PROMPT
Please repeat the lines below, exactly and only, from the one that holds "[(111, 134), (65, 314), (390, 235), (134, 297)]" through the one that holds "Point out the man with".

● ● ● ●

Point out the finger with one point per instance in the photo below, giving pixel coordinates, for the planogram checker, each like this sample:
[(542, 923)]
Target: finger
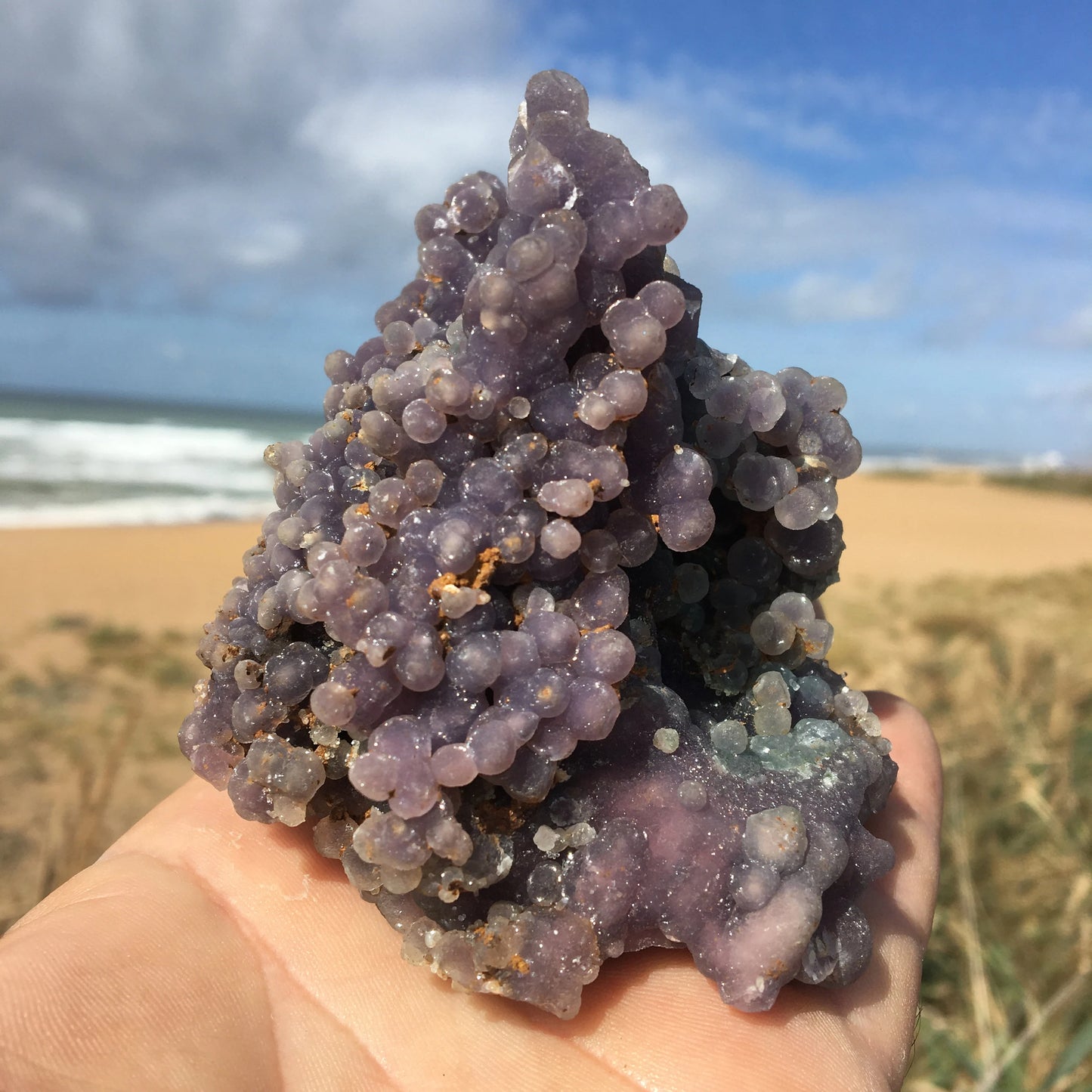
[(881, 1007)]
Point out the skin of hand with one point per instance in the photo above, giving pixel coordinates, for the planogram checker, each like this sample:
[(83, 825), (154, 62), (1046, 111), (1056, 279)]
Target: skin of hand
[(204, 952)]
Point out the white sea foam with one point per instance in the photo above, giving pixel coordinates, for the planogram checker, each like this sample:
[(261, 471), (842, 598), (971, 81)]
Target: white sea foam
[(134, 511), (80, 473)]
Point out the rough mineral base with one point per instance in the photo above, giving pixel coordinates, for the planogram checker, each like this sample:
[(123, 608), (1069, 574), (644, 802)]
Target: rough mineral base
[(530, 640)]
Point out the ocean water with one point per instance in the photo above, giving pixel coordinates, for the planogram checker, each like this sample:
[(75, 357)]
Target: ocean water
[(81, 462), (88, 462)]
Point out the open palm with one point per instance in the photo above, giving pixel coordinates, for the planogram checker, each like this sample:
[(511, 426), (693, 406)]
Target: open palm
[(203, 952)]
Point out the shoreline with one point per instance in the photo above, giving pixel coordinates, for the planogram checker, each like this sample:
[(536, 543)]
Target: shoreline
[(899, 531)]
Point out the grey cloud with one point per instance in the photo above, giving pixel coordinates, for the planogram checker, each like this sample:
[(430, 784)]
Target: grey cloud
[(150, 147)]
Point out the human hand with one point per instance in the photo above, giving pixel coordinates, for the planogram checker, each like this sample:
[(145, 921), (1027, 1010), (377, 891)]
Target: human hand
[(203, 952)]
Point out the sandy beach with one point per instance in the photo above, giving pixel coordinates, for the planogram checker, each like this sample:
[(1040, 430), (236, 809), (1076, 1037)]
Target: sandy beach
[(898, 530), (100, 673)]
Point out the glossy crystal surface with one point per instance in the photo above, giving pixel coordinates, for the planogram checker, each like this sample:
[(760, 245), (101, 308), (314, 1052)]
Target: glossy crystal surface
[(530, 639)]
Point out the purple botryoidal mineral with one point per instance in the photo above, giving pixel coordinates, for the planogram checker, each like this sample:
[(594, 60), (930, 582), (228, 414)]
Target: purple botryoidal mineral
[(530, 640)]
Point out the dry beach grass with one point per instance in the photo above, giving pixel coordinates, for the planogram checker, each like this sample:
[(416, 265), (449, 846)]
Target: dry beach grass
[(977, 618)]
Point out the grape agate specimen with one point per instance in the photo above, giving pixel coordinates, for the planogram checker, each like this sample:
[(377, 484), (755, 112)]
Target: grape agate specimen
[(530, 640)]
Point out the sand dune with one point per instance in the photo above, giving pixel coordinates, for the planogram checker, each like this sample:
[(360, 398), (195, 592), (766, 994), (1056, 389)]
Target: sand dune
[(897, 530)]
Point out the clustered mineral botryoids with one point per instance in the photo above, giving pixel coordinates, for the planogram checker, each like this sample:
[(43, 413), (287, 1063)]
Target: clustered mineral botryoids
[(530, 639)]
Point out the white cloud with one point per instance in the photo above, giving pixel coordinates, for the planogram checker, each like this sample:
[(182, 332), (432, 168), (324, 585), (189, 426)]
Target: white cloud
[(817, 296), (1075, 333), (191, 147)]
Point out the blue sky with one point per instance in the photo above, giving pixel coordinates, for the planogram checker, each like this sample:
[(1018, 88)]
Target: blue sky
[(199, 200)]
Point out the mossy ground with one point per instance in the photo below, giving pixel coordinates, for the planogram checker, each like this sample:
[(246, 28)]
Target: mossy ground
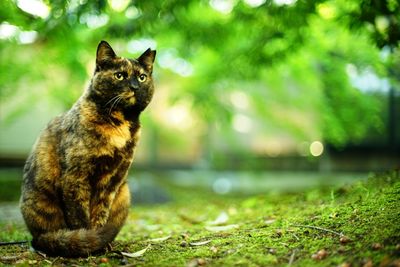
[(351, 225)]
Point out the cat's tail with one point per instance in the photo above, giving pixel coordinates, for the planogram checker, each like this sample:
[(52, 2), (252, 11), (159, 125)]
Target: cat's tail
[(75, 243)]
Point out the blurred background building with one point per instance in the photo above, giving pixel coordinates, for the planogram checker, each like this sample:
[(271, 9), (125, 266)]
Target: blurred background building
[(240, 84)]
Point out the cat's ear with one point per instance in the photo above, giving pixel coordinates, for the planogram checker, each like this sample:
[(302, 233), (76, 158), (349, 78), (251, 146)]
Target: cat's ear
[(147, 59), (104, 54)]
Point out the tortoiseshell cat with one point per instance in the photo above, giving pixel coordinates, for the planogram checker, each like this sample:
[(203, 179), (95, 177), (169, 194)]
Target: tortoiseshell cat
[(75, 196)]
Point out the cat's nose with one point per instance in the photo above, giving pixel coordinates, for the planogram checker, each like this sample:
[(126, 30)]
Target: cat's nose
[(134, 84)]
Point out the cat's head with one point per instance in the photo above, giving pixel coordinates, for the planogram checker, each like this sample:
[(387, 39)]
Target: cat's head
[(122, 83)]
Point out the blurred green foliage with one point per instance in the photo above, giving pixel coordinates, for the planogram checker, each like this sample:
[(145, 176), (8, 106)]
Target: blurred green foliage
[(289, 66)]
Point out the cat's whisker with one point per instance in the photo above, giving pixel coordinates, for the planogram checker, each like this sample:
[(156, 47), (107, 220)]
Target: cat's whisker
[(112, 99), (116, 101)]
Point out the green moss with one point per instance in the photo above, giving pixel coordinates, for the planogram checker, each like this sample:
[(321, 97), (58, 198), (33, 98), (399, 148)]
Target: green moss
[(353, 224)]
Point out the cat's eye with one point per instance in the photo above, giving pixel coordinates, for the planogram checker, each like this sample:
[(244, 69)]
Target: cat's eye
[(142, 78), (119, 76)]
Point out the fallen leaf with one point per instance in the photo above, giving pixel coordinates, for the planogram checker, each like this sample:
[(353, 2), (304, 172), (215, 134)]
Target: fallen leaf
[(214, 249), (344, 240), (377, 246), (190, 219), (222, 218), (222, 228), (201, 243), (160, 239), (137, 253), (320, 255), (196, 262), (103, 260), (269, 221)]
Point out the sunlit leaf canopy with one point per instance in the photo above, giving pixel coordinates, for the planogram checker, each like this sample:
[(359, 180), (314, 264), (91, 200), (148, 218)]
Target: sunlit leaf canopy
[(237, 72)]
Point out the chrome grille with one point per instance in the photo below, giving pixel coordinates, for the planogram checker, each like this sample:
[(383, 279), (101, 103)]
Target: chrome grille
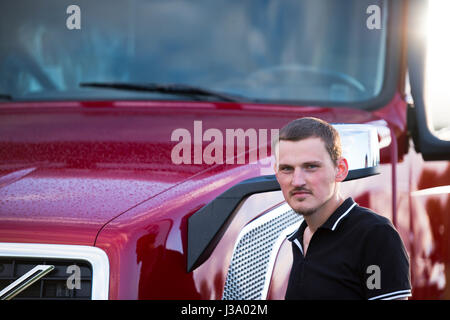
[(253, 257), (55, 285)]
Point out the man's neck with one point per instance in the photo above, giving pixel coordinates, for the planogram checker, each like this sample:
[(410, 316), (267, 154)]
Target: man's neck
[(315, 220)]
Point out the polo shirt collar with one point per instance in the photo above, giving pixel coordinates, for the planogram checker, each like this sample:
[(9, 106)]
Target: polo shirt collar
[(332, 222)]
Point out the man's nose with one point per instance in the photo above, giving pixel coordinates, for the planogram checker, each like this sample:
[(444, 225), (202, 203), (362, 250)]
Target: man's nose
[(298, 179)]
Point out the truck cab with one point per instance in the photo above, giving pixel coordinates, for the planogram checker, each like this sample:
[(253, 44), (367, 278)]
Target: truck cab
[(135, 140)]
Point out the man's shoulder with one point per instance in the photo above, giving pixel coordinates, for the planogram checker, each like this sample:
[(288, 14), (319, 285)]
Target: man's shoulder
[(366, 219)]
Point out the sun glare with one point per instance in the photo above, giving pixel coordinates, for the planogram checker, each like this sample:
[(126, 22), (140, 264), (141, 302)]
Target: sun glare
[(437, 84)]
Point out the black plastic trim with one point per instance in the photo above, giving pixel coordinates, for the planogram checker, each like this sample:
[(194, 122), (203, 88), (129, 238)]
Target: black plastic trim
[(207, 226)]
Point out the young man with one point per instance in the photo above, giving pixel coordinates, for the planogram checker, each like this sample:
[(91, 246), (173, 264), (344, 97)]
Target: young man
[(341, 250)]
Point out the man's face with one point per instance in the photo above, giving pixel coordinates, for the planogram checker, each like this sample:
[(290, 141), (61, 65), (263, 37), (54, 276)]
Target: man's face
[(307, 175)]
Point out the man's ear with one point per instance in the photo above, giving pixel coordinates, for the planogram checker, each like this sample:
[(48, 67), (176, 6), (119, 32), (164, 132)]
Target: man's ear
[(341, 170)]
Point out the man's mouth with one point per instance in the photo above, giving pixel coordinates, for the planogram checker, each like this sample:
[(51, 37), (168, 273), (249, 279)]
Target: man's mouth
[(301, 192)]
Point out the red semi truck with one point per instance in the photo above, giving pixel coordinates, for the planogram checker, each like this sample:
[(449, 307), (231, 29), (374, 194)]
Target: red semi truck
[(135, 156)]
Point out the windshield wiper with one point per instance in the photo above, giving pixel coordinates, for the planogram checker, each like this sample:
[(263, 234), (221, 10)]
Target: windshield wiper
[(176, 89)]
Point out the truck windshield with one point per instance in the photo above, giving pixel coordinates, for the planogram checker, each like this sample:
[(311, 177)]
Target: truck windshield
[(259, 50)]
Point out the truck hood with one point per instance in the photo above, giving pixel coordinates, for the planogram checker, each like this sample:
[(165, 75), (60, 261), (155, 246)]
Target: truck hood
[(67, 169)]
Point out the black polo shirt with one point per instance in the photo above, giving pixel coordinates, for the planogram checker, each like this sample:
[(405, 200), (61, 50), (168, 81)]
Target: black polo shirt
[(355, 254)]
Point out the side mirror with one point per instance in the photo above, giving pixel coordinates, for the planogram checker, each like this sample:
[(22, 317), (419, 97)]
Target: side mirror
[(207, 226), (360, 148)]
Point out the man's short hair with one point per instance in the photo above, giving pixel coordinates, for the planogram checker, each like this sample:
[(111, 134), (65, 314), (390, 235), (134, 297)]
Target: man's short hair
[(308, 127)]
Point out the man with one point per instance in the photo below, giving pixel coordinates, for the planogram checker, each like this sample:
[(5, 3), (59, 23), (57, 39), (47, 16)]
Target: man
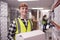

● ● ● ●

EXERCISE RESPONSE
[(111, 134), (65, 314), (390, 235), (134, 297)]
Target: man's short hair
[(308, 127)]
Point out the man with one point per instance in the photo below, giving pixel coordinates, for the planogram checker, each like this sample:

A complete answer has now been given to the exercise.